**Directive 1**
Answer these from the provenance challenge page:
(a) What language is the challenge workflow encoded in?
(b) Which command was used to generate the DAX?
(c) How many sections does the DAX document contain?
**Directive 2**
Retype the part of the provenance challenge page that opens with the words containing "The challenge workflow is encoded" and closes with "quick, out warp )".

**Supplied text**
───

Skip to topic | Skip to bottom

Provenance Challenge

Challenge
Challenge.UChicago

Start of topic | Skip to actions

University of Chicago - Provenance Challenge 1 - Summary

Participating Team

Workflow Representation

The challenge workflow is encoded in the Virtual Data Language (VDL). VDL is described in the VDS USers Guide.

The full workflow is at: genatlas.vdl. An excerpt is included here:

TR air::align_warp( in refimg, in refhdr, in subimg, in subhdr, model, quick, out warp )
{
    argument = ${refimg};
    argument = ${subimg};
    argument = ${warp};
    argument = "-m " ${model};
    argument = ${quick};
}

TR air::reslice( in warp, in subimg, in subhdr, out slicedimg, out slicedhdr )
{
    argument = ${warp};
    argument = ${slicedimg};
}

...

DV wilde.pc1.wf01::align_warp.1->air::align_warp(
    refhdr = @{in:"Data/Raw/reference.hdr"},
    refimg = @{in:"Data/Raw/reference.img"},
    subhdr = @{in:"Data/Raw/anatomy1.hdr"},
    subimg = @{in:"Data/Raw/anatomy1.img"},
    warp = @{out:"Data/Derived/warp1.warp"},
    model = "12",
    quick = "-q"
);

DV wilde.pc1.wf01::reslice.2->air::reslice(
    warp = @{in:"Data/Derived/warp1.warp"},
    subhdr = @{in:"Data/Raw/anatomy1.hdr"},
    subimg = @{in:"Data/Raw/anatomy1.img"},
    slicedhdr = @{out:"Data/Derived/resliced1.hdr"},
    slicedimg = @{out:"Data/Derived/resliced1.img"}
);

A few notes on VDL:

The actual physical schema is here: The schema is composed of several sections: core definitions, provenance tracking, logical file tracking, physical transformation mappings, metadata annotations, and workflow management. A few notes on the VDL implementation of this workflow:

Provenance Trace

Upload a representation of the information you captured when executing the workflow. Explain the structure (provide pointers to documents describing your schemas etc.)

We generated a DAX using the VDLC command, which compiles the VDL, inserts a representation of it into the virtual data catalog database, and then traverses the graph of transformation calls ("derivations" - the nodes) and their datadependencies (the edges) in the VDL produce a workflow.

[Directed acyclic graph in XML – “DAX” document] [Compiled workflow graph] This document describes the explicit control flow graph. It contains three sections:

  1. A list of all logical file names used in the workflow, and their usage direction (in,out,or intermediate - inout).
  2. A list of all the derivations 9"jobs") to perform in the workflow
  3. A list of all the workflow graph edges in the form of child-to-parent control flow dependencies.

The DAX is a primary element of the data structure with which runtime provenance will be associated, and is useful in querying the provenance. Note that in future releases, DAX information may be fully maintained in the VDC schema itself. Currently, it is not. The full DAX workflow graph for the challenge workflow is in the file genatlas.dax.

───

**Source data**
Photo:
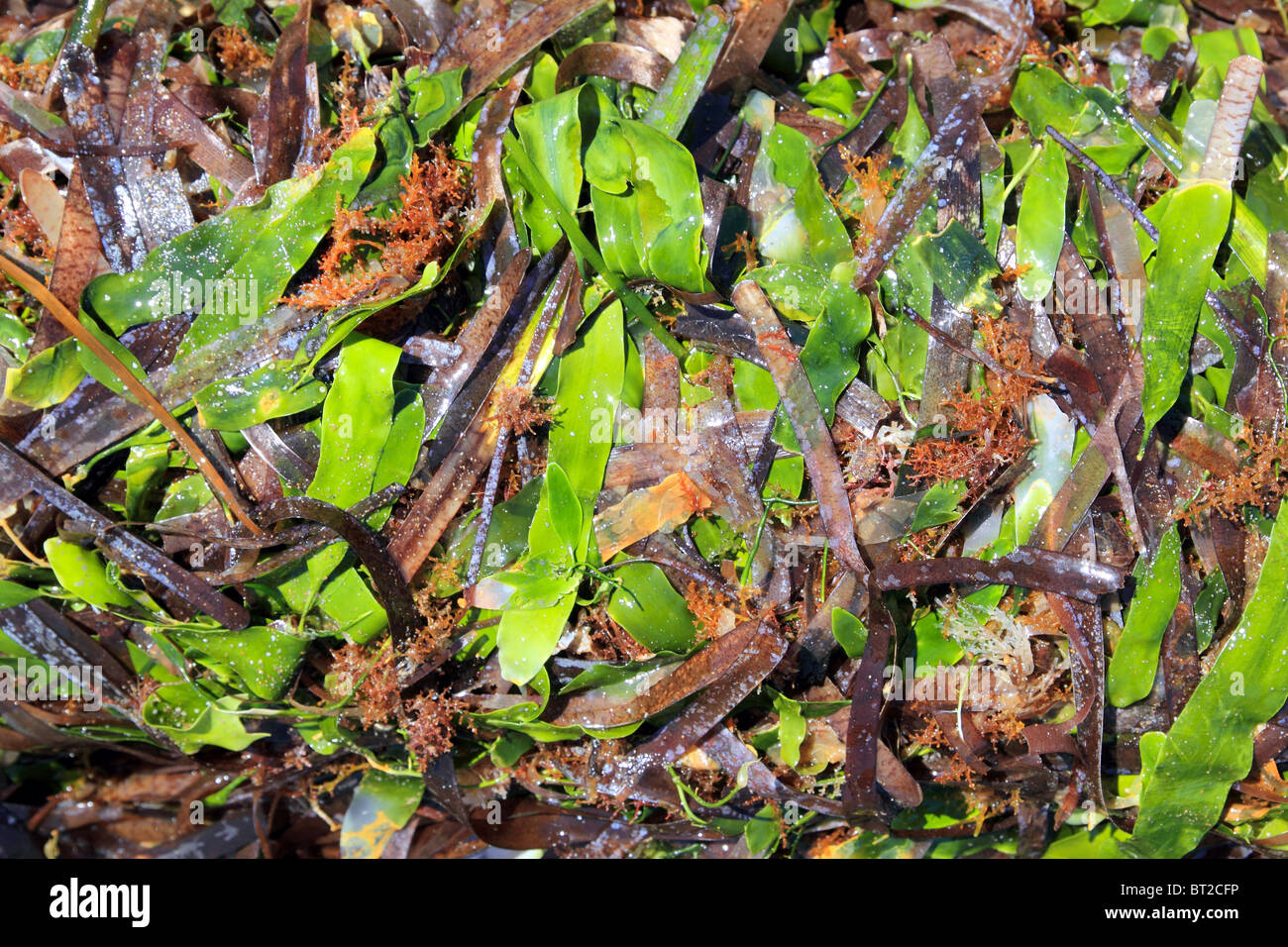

───

**Full output 1**
(a) The Virtual Data Language (VDL).
(b) The VDLC command.
(c) Three.

**Full output 2**
The challenge workflow is encoded in the Virtual Data Language (VDL). VDL is described in the VDS USers Guide.

The full workflow is at: genatlas.vdl. An excerpt is included here:

TR air::align_warp( in refimg, in refhdr, in subimg, in subhdr, model, quick, out warp )